Data provided |
*** Begin section ***
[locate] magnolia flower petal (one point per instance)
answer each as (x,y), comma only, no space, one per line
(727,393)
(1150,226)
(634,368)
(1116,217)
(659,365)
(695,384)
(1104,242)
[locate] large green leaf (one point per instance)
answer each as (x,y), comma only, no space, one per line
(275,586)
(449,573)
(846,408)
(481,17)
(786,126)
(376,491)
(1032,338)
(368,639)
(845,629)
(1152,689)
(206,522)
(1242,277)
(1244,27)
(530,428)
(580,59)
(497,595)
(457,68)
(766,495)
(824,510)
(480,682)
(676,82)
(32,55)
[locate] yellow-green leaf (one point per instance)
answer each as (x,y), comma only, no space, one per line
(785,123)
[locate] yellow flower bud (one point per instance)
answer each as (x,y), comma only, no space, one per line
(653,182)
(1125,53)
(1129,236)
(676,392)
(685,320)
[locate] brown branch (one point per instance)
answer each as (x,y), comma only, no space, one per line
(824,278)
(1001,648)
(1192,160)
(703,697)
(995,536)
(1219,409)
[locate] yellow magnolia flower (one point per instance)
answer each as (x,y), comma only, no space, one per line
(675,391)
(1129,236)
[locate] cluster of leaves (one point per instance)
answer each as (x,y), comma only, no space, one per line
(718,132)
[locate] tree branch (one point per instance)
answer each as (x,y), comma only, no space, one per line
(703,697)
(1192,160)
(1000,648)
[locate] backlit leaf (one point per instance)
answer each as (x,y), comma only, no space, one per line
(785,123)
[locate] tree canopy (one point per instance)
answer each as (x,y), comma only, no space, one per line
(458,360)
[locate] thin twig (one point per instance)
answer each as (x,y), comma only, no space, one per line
*** End section ***
Your goal | For the listing above, give the number of lines that contain the string "branch" and nothing else.

Answer to the problem | 2